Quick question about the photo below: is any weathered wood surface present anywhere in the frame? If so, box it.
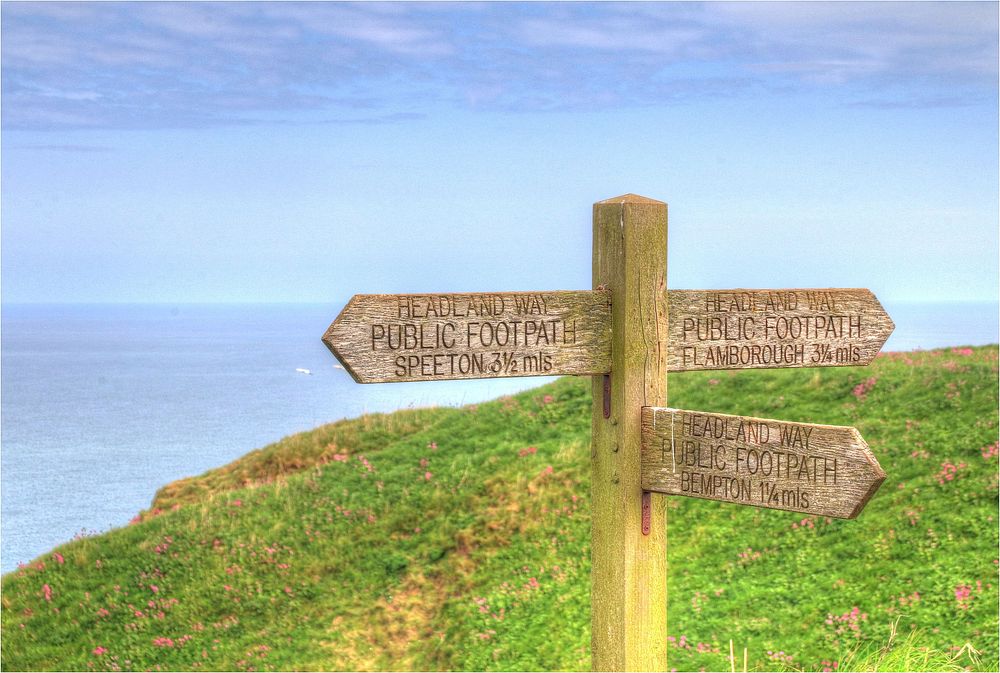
[666,288,894,371]
[641,407,885,519]
[322,290,611,383]
[590,194,667,671]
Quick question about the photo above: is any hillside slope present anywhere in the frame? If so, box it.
[2,346,997,672]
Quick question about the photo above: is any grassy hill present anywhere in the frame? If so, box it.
[2,346,997,672]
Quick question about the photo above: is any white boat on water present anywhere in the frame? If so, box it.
[295,368,312,375]
[332,364,344,370]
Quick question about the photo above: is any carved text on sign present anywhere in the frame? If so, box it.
[641,407,885,519]
[323,291,611,383]
[666,289,894,371]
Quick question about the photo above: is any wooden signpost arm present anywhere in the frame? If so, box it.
[591,195,668,671]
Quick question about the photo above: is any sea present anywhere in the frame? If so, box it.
[2,301,997,572]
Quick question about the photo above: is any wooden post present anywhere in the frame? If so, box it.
[591,194,668,671]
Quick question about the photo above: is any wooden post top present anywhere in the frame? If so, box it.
[596,193,666,205]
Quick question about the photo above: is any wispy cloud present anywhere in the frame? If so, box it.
[8,143,114,153]
[709,2,998,83]
[2,1,996,131]
[2,1,450,129]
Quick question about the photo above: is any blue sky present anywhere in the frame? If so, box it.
[2,1,997,303]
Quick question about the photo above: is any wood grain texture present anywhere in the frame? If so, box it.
[641,407,885,519]
[666,288,894,371]
[590,194,668,671]
[322,290,610,383]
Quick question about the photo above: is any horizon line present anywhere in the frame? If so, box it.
[3,297,1000,307]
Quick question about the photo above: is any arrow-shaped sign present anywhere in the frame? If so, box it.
[323,287,894,381]
[323,290,611,383]
[666,288,894,371]
[641,407,885,518]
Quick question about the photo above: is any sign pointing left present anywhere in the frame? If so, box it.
[322,291,612,383]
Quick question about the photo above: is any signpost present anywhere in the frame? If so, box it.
[322,290,610,383]
[321,193,894,672]
[666,288,894,371]
[324,287,894,382]
[640,407,886,519]
[589,195,668,671]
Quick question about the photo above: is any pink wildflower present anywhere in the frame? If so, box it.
[518,446,538,457]
[951,347,974,356]
[955,584,974,609]
[428,442,438,450]
[542,395,554,404]
[981,442,999,460]
[852,377,877,400]
[92,647,108,656]
[424,471,433,481]
[767,651,794,665]
[825,606,868,636]
[53,552,64,565]
[42,584,52,602]
[935,461,967,485]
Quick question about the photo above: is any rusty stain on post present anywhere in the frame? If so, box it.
[641,491,652,536]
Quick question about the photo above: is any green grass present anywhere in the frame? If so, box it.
[2,346,997,671]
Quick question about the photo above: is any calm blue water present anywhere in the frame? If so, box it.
[2,301,997,572]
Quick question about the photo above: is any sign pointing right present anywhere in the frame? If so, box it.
[667,288,894,371]
[641,407,885,519]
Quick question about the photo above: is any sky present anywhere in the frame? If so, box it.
[2,1,998,304]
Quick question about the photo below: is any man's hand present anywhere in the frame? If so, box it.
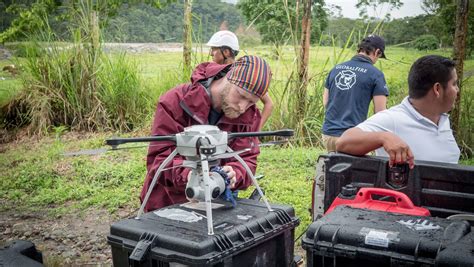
[222,165,237,188]
[381,132,415,169]
[337,128,415,169]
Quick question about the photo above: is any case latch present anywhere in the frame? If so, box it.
[129,232,157,262]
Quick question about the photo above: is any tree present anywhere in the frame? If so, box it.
[0,0,56,43]
[296,0,312,131]
[0,0,175,43]
[183,0,192,76]
[382,15,433,45]
[451,0,469,138]
[422,0,474,55]
[356,0,403,20]
[311,1,328,43]
[237,0,327,46]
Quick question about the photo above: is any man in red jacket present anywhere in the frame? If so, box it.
[142,55,272,211]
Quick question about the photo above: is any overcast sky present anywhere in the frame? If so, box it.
[325,0,426,19]
[225,0,427,19]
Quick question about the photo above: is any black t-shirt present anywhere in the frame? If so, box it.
[208,108,222,125]
[200,76,224,125]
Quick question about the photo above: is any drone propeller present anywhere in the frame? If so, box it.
[258,139,290,147]
[62,148,108,156]
[104,129,293,149]
[105,135,176,148]
[61,144,150,157]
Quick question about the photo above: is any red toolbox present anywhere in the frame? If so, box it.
[325,186,430,216]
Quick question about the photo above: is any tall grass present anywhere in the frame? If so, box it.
[263,28,358,146]
[3,2,152,134]
[458,74,474,157]
[255,3,380,146]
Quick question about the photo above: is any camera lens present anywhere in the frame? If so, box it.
[212,187,220,198]
[185,187,195,199]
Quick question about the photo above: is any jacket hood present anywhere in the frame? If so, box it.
[191,62,232,85]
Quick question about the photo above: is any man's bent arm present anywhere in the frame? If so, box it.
[323,88,329,108]
[336,127,386,155]
[258,93,274,131]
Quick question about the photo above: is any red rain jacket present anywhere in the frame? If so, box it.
[141,62,262,211]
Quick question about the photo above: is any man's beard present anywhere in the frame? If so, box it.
[220,84,241,119]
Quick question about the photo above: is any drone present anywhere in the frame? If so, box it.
[105,125,294,235]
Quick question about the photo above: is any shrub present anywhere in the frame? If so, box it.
[414,35,439,50]
[3,5,153,134]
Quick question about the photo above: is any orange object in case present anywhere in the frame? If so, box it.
[325,187,431,216]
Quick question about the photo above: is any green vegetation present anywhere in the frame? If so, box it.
[12,45,152,133]
[237,0,327,45]
[2,1,473,57]
[0,0,243,44]
[104,1,242,43]
[0,71,21,107]
[0,133,144,213]
[2,45,473,154]
[414,35,439,51]
[2,4,154,134]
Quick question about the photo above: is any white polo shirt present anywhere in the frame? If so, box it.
[357,97,460,163]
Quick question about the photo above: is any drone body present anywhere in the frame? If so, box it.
[106,125,293,235]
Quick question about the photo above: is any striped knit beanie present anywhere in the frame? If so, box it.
[226,55,272,98]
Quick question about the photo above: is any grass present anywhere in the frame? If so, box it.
[0,135,142,215]
[1,2,157,134]
[0,59,23,107]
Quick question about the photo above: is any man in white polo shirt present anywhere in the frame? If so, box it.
[336,55,460,168]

§

• [ABOUT THIS TASK]: Wherever an image appears, omit it; copy the rest of the records exactly.

• [FINISHED TASK]:
Quick question about the photo below: is any weathered wood surface present anywhere in the frame? If so, box it.
[666,288,894,371]
[641,407,885,519]
[322,290,611,383]
[590,194,667,671]
Quick question about the photo above: is any hillside slope present anywhere in the frame? If so, box it.
[2,346,997,672]
Quick question about the photo above: is any grassy hill present anywhere in the frame? If so, box it.
[2,346,997,672]
Quick question about the photo above: is any white boat on water present anywhere in the frame? If so, box it.
[295,368,312,375]
[332,364,344,370]
Quick question about the photo above: is any carved text on sign present anywhere in the frame? If so, box it.
[641,407,885,519]
[323,291,611,383]
[666,289,894,371]
Quick question about the photo above: is any wooden signpost arm present anywhere in the frame? If so, box it.
[591,195,668,671]
Quick question about the photo above: is any sea present anywhere in the frame? If so, box it.
[2,301,997,572]
Quick question about the photo above: is any wooden post present anywhere in the frame? If so, box it.
[591,194,668,671]
Quick question about the photo above: is any wooden post top present anywhere in the frame? If so, box it.
[596,193,666,205]
Quick question about the photo above: is any wispy cloud present anywhere in the frame? If so, box it.
[8,143,114,153]
[709,2,998,83]
[2,1,996,131]
[2,1,450,129]
Quick question about the photo above: is any blue sky present anywhere in the frame? If so, box it.
[2,1,997,303]
Quick question about the photo above: is any wood grain texture present anywhere in the frame? If so, box it.
[641,407,885,519]
[666,288,894,371]
[590,194,668,671]
[322,290,610,383]
Quick question about the photo above: is any horizon line present anywhere in the frame? If so, box it.
[3,297,1000,307]
Quick question about the photo above: is any arrow-shaped sign present anywhere in the frame? If so, box it.
[323,287,894,381]
[323,290,611,383]
[666,288,894,371]
[641,407,885,518]
Quick question about the photo above: is any sign pointing left present anywhere in the frame? If so, box it.
[322,291,612,383]
Quick question about the photo above: is any signpost present anywhere in the frame? If so, box it.
[322,290,610,383]
[321,193,894,672]
[666,288,894,371]
[324,287,894,382]
[640,407,886,519]
[589,195,668,671]
Quick question about the photo above: is any pink wildflower present anywhere in the frame? If so, box it.
[518,446,538,457]
[951,347,974,356]
[955,584,974,609]
[428,442,438,450]
[542,395,554,404]
[981,442,999,460]
[852,377,877,400]
[92,647,108,656]
[424,471,433,481]
[767,651,794,665]
[825,606,868,636]
[53,552,64,565]
[42,584,52,602]
[935,461,967,485]
Quick question about the photo above: is any rusty stain on post present anywhere in the frame? If so, box it.
[641,491,652,536]
Quick question about the photo above: is any green grass present anywhere in the frame? If so, box it.
[2,346,997,671]
Quick question about the photo above: is any calm blue water present anywhere in the frame? If so, box it.
[2,301,997,572]
Quick question about the photo above: is any sign pointing right present anywhere in the frame? If so, box it.
[667,288,894,371]
[641,407,885,519]
Quick question about the photo above: is any sky present anywhere in the frame? If so, box it.
[2,1,998,304]
Quick question about the photo below: is any man's hand present anywhere in the frame? If so, box it.
[222,165,237,188]
[381,132,415,169]
[337,128,415,169]
Quick question about the photo above: is any case latch present anywhere in the frame? If so, box it.
[129,232,157,262]
Quick question about the photo above: is any tree present anywhere in the frame? If so, box it.
[0,0,56,43]
[296,0,312,131]
[0,0,175,43]
[183,0,192,76]
[382,15,433,45]
[451,0,469,138]
[422,0,474,55]
[356,0,403,20]
[311,1,328,43]
[237,0,327,46]
Quick question about the photo above: is any man in red jacket present anywhere in the frame? If so, box it.
[142,55,272,211]
Quick question about the photo above: is any overcast sky present anywhere in the frame? If so, box it.
[325,0,426,19]
[225,0,427,19]
Quick question about the photo above: is any black t-shirt present anywhere in the frame? If so, box it.
[208,108,222,125]
[200,76,224,125]
Quick question about the photo above: is any drone propeller present anywhere in the frame? If so, box it.
[258,139,290,147]
[62,148,108,156]
[104,129,293,149]
[105,135,176,148]
[61,144,150,157]
Quick question about the photo above: is any red toolbox present anywhere in the frame? If so, box it.
[325,186,430,216]
Quick question about the photo above: is any tall grass present anywhere in the frame? If so, box it.
[263,28,358,146]
[3,2,152,134]
[458,74,474,157]
[255,3,380,146]
Quick question about the photo above: is any camera lens present anywhere in the frame? If so, box it.
[212,187,220,198]
[185,187,195,199]
Quick question about the photo above: is any jacket hood present anywhere in the frame? If so, box it.
[191,62,232,85]
Quick question about the photo above: is any man's bent arm present anywhere in the frame? If so, box it.
[323,88,329,108]
[336,127,386,155]
[258,93,274,131]
Quick question about the photo above: is any red rain jacket present anywhere in the frame? If so, box it.
[141,62,262,211]
Quick question about the photo above: is any man's beard present anywhere in the frame? If so, box it.
[220,84,241,119]
Quick question about the photo above: is any drone present anywhere in the frame? If so, box it.
[105,125,294,235]
Quick question about the photo above: is any shrub present anywhere in the frame? If so, box it.
[414,35,439,50]
[3,5,153,134]
Quick question about the photo above: is any orange object in case present anywhere in the frame? If so, box it.
[325,187,431,216]
Quick question about the photo above: is any green vegetation present anywhere in the frame? If so, box it.
[12,45,152,133]
[237,0,327,45]
[2,1,473,57]
[0,0,243,44]
[104,1,242,43]
[0,71,21,107]
[0,133,144,213]
[2,45,473,154]
[414,35,439,51]
[2,4,154,134]
Quick question about the photo above: is any white polo shirt present anywhere in the frame? If so, box it.
[357,97,460,163]
Quick question about the photo above: is any drone body present anywhere in the frame? If so, box it.
[106,125,293,235]
Quick question about the photo above: is any striped knit beanie present anywhere in the frame? If so, box it.
[226,55,272,98]
Quick question about the photo above: is any grass present anywhere in the frame? If so, box it.
[0,135,142,215]
[1,2,157,134]
[0,59,23,107]
Quick question about the photo above: is any man in white polo shirt present anywhere in the frame? If so, box it.
[336,55,460,168]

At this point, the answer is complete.